──────── Material to process ────────

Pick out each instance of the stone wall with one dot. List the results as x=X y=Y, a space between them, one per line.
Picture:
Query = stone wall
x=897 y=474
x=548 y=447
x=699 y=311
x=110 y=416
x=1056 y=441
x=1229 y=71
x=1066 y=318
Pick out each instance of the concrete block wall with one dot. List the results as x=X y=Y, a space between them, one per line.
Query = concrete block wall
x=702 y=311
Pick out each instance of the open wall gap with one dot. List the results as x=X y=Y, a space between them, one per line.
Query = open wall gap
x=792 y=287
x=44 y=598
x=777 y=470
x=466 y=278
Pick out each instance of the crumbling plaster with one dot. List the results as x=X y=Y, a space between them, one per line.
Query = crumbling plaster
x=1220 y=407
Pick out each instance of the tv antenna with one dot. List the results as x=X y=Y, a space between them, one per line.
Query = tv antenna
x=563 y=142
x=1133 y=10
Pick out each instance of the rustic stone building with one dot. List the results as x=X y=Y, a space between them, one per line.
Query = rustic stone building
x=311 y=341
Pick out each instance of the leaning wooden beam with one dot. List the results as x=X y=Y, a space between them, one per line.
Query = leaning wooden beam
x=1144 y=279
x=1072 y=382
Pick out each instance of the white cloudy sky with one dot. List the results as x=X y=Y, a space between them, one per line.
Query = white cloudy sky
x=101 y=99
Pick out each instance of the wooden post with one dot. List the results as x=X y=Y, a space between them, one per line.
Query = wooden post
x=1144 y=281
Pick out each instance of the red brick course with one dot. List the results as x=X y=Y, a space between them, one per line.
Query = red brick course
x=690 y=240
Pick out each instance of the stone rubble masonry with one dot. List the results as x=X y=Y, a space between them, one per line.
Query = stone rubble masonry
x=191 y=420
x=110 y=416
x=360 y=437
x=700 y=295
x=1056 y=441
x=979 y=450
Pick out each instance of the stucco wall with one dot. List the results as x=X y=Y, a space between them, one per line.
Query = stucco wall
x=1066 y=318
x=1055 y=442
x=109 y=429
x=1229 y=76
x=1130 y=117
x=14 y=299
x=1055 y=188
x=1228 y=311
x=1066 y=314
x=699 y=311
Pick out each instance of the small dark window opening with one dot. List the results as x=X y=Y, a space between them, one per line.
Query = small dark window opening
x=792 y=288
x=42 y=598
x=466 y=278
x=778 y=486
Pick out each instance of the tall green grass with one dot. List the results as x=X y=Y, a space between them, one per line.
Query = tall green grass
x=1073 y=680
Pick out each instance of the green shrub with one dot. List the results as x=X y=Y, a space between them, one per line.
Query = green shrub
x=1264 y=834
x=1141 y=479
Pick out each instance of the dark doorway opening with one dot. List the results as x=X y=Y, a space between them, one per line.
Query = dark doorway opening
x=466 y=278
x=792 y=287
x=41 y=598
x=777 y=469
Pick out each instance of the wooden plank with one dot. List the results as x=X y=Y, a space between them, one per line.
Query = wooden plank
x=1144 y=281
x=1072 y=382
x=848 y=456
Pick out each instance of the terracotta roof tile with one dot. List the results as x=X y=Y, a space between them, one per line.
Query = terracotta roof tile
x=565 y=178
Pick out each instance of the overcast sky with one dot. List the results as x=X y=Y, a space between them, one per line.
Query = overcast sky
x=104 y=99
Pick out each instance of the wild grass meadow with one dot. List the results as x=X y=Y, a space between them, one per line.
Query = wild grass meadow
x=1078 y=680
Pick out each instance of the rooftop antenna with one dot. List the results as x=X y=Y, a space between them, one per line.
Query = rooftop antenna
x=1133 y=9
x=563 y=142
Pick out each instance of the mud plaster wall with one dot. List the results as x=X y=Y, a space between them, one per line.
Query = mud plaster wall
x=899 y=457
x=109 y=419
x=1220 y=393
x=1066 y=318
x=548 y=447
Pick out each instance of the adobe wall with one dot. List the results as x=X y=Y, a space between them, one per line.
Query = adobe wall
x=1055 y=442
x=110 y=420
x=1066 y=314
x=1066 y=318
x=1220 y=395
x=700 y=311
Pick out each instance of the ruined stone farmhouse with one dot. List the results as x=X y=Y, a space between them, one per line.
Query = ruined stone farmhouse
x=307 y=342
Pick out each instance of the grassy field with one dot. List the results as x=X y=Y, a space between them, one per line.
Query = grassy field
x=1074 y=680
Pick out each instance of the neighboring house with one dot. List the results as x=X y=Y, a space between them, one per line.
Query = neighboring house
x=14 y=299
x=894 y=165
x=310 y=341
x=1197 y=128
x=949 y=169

────────

Rewrite all of the material above as a numbered list, leaving out any blank lines.

1. Pick out each instance of the stone wall with one dot. List the results as x=X y=Y, a space between them, one per line.
2. Picture:
3. Query = stone wall
4. x=897 y=474
5. x=548 y=447
6. x=699 y=311
7. x=110 y=416
8. x=1056 y=441
9. x=1229 y=71
10. x=1066 y=318
11. Pick out each instance of the concrete block wall with one dot. List the results as x=X y=Y, a space between them, one per line.
12. Query = concrete block wall
13. x=702 y=311
14. Pick out each instance of the open wall gap with one dot. List the results as x=X y=Y, a space between them, one per line.
15. Query = open wall gap
16. x=792 y=287
17. x=44 y=598
18. x=777 y=470
19. x=466 y=278
20. Pick out each instance of the crumbling plaster with one dot. List the results as x=X y=Y, a space between them, one per line.
21. Query = crumbling plaster
22. x=1220 y=407
23. Pick out each instance of the tv antenna with one dot. List the results as x=X y=Y, a space between them, one per line.
24. Query = tv antenna
25. x=563 y=142
26. x=1133 y=10
27. Pick out each instance of the rustic stone building with one dot. List the results as x=X y=Y, a space between them, one per line.
28. Query = rustic stone building
29. x=311 y=341
30. Pick out each instance of the leaning wooden beam with one dot. List the results as x=X y=Y, a space between them, one per line.
31. Query = leaning wooden beam
32. x=1144 y=279
33. x=1072 y=382
34. Pick out each instance of the white cloudy sky with one dot. List the results as x=X y=Y, a space between them, one per line.
35. Query = white cloudy sky
36. x=101 y=99
37. Pick out each instance of the wooden post with one dot. List the results as x=X y=Y, a space between them, one per line.
38. Query = wooden post
39. x=1144 y=281
40. Pick out each instance of the red brick course with one dot. List the results as x=X y=Y, a space between them, one per line.
41. Query = red brick course
42. x=690 y=240
43. Pick out each instance of the stone rubble masonry with one dot. List the results as x=X y=Y, a space between them, one per line.
44. Query = stone rubble masonry
45. x=191 y=420
46. x=110 y=416
47. x=360 y=437
48. x=700 y=295
49. x=1056 y=441
50. x=979 y=450
51. Pick out each instance of the stucco wall with one dot. List the results as x=X y=Y, a space between them, one per line.
52. Query = stucco wall
53. x=1066 y=318
54. x=1055 y=442
55. x=109 y=429
56. x=1229 y=76
57. x=1130 y=117
58. x=14 y=299
59. x=1055 y=188
60. x=1228 y=311
61. x=1066 y=314
62. x=699 y=311
63. Pick out each instance of the small dark window opening with one dot. List the results as x=X y=Y, a space between them, one per line.
64. Query = small dark window opening
65. x=792 y=288
66. x=42 y=598
67. x=466 y=278
68. x=778 y=486
69. Pick out each instance of the tall green grass with one dot. List the results as x=X y=Y, a space between them, one per line.
70. Query = tall green grass
71. x=1073 y=680
72. Pick out each instance of the green shrub with one dot. List the results as x=X y=Y, a space between them, one per line.
73. Query = green shrub
74. x=1264 y=834
75. x=1141 y=479
76. Pick out each instance of the dark doorway opening with one dot. List the results as x=X y=Y, a space between them, one per line.
77. Query = dark doorway opening
78. x=466 y=278
79. x=792 y=287
80. x=41 y=598
81. x=777 y=469
82. Pick out each instance of the wooden plank with one dot. List the results as x=X y=Y, a space between them, one per line.
83. Query = wooden plank
84. x=1144 y=281
85. x=1072 y=382
86. x=848 y=456
87. Pick out each instance of the terracotta roof tile with one dot. List the results as x=X y=Y, a space between them, one per line.
88. Query = terracotta roof tile
89. x=565 y=178
90. Pick out each instance of the overcast sky with one dot. List the results as x=X y=Y, a space between them, one per line.
91. Query = overcast sky
92. x=104 y=99
93. Pick out each instance of the wild grass meadow with one dot. List the results as x=X y=Y, a space between them, one per line.
94. Query = wild grass meadow
95. x=1078 y=680
96. Pick out each instance of the rooftop antenna with one dot. List the results as x=X y=Y, a space between them, one per line.
97. Query = rooftop antenna
98. x=1133 y=9
99. x=563 y=142
100. Pick out each instance of the mud plaster wall with one dot. List the results as x=X y=Y, a space between them, one per line.
101. Query = mud plaster wall
102. x=899 y=457
103. x=109 y=419
104. x=1220 y=393
105. x=1066 y=318
106. x=548 y=447
107. Pick out each instance of the adobe wall with one dot. List the results as x=X y=Y, a space between them, one per line.
108. Query = adobe wall
109. x=1055 y=442
110. x=110 y=420
111. x=1066 y=314
112. x=1066 y=318
113. x=1220 y=395
114. x=700 y=311
115. Pick out each instance of the ruined stone farmhouse with one dot. List the results as x=X y=Y, a space between them, one per line.
116. Query = ruined stone farmhouse
117. x=307 y=342
118. Pick out each instance of the grassy field with one dot. List the results as x=X y=Y, a space between them, one per line.
119. Query = grassy field
120. x=1074 y=680
121. Pick out each instance of the neighboring house with one dot. List the results as x=X y=Y, a space between them, one per line.
122. Query = neighboring house
123. x=14 y=299
124. x=894 y=165
125. x=310 y=341
126. x=1197 y=128
127. x=949 y=169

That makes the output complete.